Rewrite the entries below, putting "serrated leaf" wherever "pointed leaf" appears and leaving everything else unchanged. Omit the pictures from your answer.

__________

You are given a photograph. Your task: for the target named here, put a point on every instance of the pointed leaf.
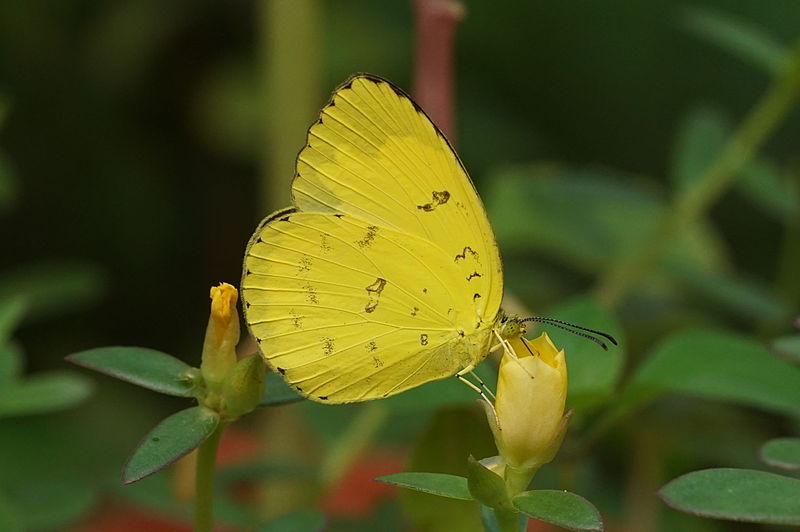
(43, 393)
(738, 37)
(736, 494)
(440, 484)
(593, 372)
(301, 521)
(788, 347)
(169, 440)
(783, 453)
(560, 508)
(12, 309)
(717, 365)
(145, 367)
(763, 184)
(277, 392)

__________

Response for this exercise.
You are given a photograph. Your task: for the target named here, put a point on every instance of the serrated leaf.
(43, 393)
(738, 37)
(736, 494)
(440, 484)
(593, 372)
(301, 521)
(788, 347)
(169, 440)
(783, 453)
(560, 508)
(12, 309)
(717, 365)
(145, 367)
(763, 184)
(277, 392)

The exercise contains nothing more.